▸ **WHAT THE EXERCISE ASKS**
Begin at the line that contains "Query: white railing" and repeat every line from there to the end of the records below, inclusive, without adding any other line.

▸ **THE INPUT**
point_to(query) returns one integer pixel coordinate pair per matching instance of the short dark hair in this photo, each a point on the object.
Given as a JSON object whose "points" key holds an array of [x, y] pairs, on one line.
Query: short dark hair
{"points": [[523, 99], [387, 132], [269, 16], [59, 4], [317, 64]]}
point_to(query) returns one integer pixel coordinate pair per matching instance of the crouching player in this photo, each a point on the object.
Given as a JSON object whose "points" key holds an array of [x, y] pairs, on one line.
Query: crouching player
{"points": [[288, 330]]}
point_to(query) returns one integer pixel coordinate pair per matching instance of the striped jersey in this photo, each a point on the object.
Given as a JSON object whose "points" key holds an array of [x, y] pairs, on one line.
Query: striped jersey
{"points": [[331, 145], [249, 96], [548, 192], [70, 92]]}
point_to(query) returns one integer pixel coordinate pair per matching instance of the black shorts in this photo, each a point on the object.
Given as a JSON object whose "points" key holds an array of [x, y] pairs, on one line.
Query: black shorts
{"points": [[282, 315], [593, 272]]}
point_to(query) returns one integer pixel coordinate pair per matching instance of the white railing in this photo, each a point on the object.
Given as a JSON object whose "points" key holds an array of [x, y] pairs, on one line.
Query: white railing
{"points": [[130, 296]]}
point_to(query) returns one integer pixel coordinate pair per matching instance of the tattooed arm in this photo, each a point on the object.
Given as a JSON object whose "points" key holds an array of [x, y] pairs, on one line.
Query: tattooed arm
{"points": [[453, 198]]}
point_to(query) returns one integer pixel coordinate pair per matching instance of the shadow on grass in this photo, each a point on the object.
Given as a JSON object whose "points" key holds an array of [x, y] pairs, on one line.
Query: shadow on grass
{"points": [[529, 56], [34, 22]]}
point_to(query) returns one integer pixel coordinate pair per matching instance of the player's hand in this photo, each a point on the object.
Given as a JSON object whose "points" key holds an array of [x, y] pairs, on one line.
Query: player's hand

▸ **EXERCISE ANSWER**
Query: white railing
{"points": [[130, 296]]}
point_to(query) returns one integer pixel coordinate pair per matching instance of the tattooed arm in this photo, each a point on the object.
Given as a JSON object whose "points" key holds an array of [x, y] pairs, on one line.
Query: tattooed arm
{"points": [[453, 198]]}
point_to(query) returns one integer pixel coordinate pair per matching instance of the shadow on grass in this photo, each a point on the object.
Given as a JSON object whose "points" key holds an array of [x, y] pairs, on one line.
Query: shadow on grass
{"points": [[529, 56], [34, 22]]}
point_to(query) returns one integer pixel coordinate pair per matching instance of the player's hand in this photo, each a point on the object.
Given as a JSON object whose "points" key holds an array of [x, y] pairs, on one line.
Query: player's hand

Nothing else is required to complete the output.